### PASSAGE PROVIDED
I started another piece similar to Waste Not Fresh Tears.  This will be Waste Not Fresh Tears II.  It is another xylene photo transfer on print making paper that was later fused to fabric.  The image is one of my many cemetery angel sculptures.  I've highlighted it with a touch of water soluble crayon.

These are the flesh, light tan, slightly greyed-yellow and similar toned buttons.  I've made a dent in this pile ... but have plenty more.

I am supplementing with light pink, peach, and dull mauve buttons ... and still have many, many more.  There's no danger of running short.

Today I did the free-motion machine embroidery on this piece.  It measures 20" x 24" and is a digital image that was printed by Spoonflower onto cotton.  The image is in the public domain and features a couple of homesteaders.  I plan on finding a perfect quotation to hand stitch in the sky ... which is still just basted.

I also started adding black buttons to the image transfer of the Homestead Act Centennial stamp.  I have an entire box of these black buttons.  I plan on adding some hand quilting to the stamp area.  The pink threads are just the basting lines.

Finally, I transformed these wrapped-and-stitched wooden thread spools into Christmas ornaments.  I completed half of the spools I have ready ... but I have a shopping bag filled with wooden thread spools.  Those have been wrapped with wool yarn and also have the button hole stitching done.  I have all the decorative stitching to do.  There's no way I'll finish all of them ... or half of them ... or probably not even a fourth!  I collect wooden thread spools compulsively but I enjoy transforming them.  Check back tomorrow!  I'll blog again!

### WORK INSTRUCTION 1
In the blog post about fiber art projects, what size is the Spoonflower-printed piece showing homesteaders?
### WORK INSTRUCTION 2
List every button color the blog post about fiber art projects names.
### WORK INSTRUCTION 3
Continue the blog post about fiber art projects from its last sentence.

### Data items
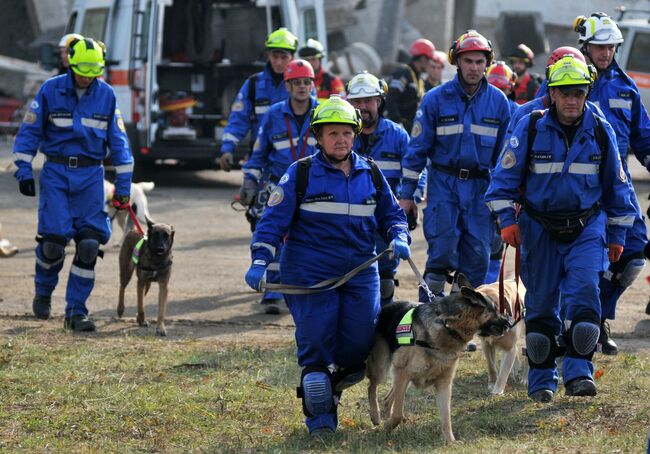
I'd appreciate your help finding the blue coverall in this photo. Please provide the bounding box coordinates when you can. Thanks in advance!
[485,103,634,394]
[353,117,409,306]
[588,60,650,320]
[14,71,133,317]
[221,63,289,154]
[400,75,510,294]
[242,97,318,301]
[251,152,410,432]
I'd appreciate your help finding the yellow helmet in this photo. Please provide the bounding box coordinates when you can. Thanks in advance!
[68,38,105,77]
[309,95,361,135]
[548,55,596,89]
[264,27,298,54]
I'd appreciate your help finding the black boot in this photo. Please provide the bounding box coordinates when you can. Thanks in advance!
[63,315,95,331]
[32,295,52,320]
[598,319,618,356]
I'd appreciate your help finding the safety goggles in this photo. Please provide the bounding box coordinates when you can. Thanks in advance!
[71,62,104,77]
[289,79,314,87]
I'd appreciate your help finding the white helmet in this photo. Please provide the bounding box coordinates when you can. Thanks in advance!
[573,13,623,44]
[345,71,388,99]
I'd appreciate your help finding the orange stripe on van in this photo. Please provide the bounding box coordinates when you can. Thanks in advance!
[627,71,650,88]
[108,69,129,86]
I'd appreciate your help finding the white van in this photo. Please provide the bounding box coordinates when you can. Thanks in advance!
[65,0,327,175]
[616,16,650,109]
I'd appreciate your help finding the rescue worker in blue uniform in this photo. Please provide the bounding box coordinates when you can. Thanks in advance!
[239,59,317,314]
[574,13,650,355]
[219,27,298,172]
[400,30,510,300]
[14,38,133,331]
[485,55,634,402]
[345,71,409,307]
[485,61,519,284]
[240,96,410,435]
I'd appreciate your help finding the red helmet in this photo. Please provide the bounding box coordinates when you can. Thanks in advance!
[409,38,436,60]
[546,46,587,67]
[485,61,517,90]
[447,30,494,66]
[284,58,316,82]
[510,43,535,68]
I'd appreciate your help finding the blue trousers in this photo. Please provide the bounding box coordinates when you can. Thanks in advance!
[34,162,111,317]
[519,212,607,394]
[282,270,380,432]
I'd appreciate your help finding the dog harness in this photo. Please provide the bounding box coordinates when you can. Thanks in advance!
[131,236,147,265]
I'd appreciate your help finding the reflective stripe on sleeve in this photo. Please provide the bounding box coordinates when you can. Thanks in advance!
[488,200,515,211]
[436,125,464,136]
[402,167,420,180]
[607,216,634,227]
[221,132,239,143]
[115,163,133,173]
[251,242,275,257]
[300,202,377,216]
[14,153,34,162]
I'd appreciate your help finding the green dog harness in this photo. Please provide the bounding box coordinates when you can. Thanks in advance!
[395,308,415,346]
[131,236,147,265]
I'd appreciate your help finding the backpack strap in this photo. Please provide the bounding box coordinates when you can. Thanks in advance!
[248,73,257,121]
[296,155,312,200]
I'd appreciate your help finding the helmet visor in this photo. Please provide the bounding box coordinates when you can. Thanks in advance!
[71,62,104,77]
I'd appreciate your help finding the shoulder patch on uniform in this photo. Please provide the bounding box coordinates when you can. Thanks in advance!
[501,150,517,169]
[411,120,422,137]
[23,110,36,125]
[618,161,627,183]
[266,186,284,207]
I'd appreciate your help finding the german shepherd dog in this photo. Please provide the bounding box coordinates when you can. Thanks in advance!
[366,274,509,443]
[117,218,174,336]
[476,280,528,395]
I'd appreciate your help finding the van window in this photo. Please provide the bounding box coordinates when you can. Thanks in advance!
[302,8,318,40]
[81,8,108,41]
[627,30,650,73]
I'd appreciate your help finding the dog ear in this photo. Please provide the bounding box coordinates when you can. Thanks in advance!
[455,273,474,288]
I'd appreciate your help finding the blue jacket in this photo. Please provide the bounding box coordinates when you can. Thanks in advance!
[251,152,410,278]
[221,63,289,153]
[14,71,133,195]
[242,97,317,181]
[485,105,635,245]
[352,117,409,194]
[589,60,650,171]
[400,75,510,199]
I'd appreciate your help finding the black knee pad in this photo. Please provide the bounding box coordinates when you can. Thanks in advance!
[36,234,68,263]
[74,229,103,269]
[526,322,558,369]
[562,311,600,361]
[296,366,336,417]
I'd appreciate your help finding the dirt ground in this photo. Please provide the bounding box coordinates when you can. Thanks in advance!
[0,141,650,355]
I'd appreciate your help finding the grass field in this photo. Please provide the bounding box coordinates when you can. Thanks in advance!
[0,330,650,453]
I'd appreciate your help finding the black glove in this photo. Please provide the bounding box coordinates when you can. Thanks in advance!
[18,178,36,197]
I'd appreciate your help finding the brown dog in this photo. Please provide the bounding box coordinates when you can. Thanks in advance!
[476,280,528,395]
[117,218,174,336]
[366,274,509,442]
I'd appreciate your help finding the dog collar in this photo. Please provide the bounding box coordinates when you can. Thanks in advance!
[131,236,147,265]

### EXERCISE ANSWER 1
20" x 24"

### EXERCISE ANSWER 2
flesh, light tan, slightly greyed-yellow, light pink, peach, dull mauve, black

### EXERCISE ANSWER 3
Tuesday, July 18, 2017

Homestead National Monument art resideny, the first full day

(Above:  The Visitor's Center at Homestead National Monument, just four miles outside Beatrice, Nebraska.  Click on any image in this blog post to enlarge.)

I left Columbia bright-and-early Sunday morning and spent the night outside St. Charles, Missouri.  That left about six more hours to Homestead National Monument outside Beatrice, Nebraska.  I arrived yesterday mid-afternoon, met some of the park rangers and interns, and moved into the provided housing.  It's hot here but that didn't stop me from walking most of the trails.  I wanted to get the lay of the land, the feel of the place, and the sense of history.  I wanted to settle my racing mind and think about my residency proposal.  I wanted to set my own goals and start to see a connection between this special place and the focused work I intend to make.

 (Above:  Waste Not Fresh Tears, detail.)

My residency proposal centered on buttons.  I wanted to explore buttons as a symbol of long gone relatives and the ways ordinary objects are saved or discarded.  I wanted to link buttons to the thriftiness and "make-do" lifestyle necessary to homesteading.  A phrase kept running through my head:  Waste Not, Want Not.  An image stuck in my mind:  the universal jar of shirt buttons that everyone's grandmother had!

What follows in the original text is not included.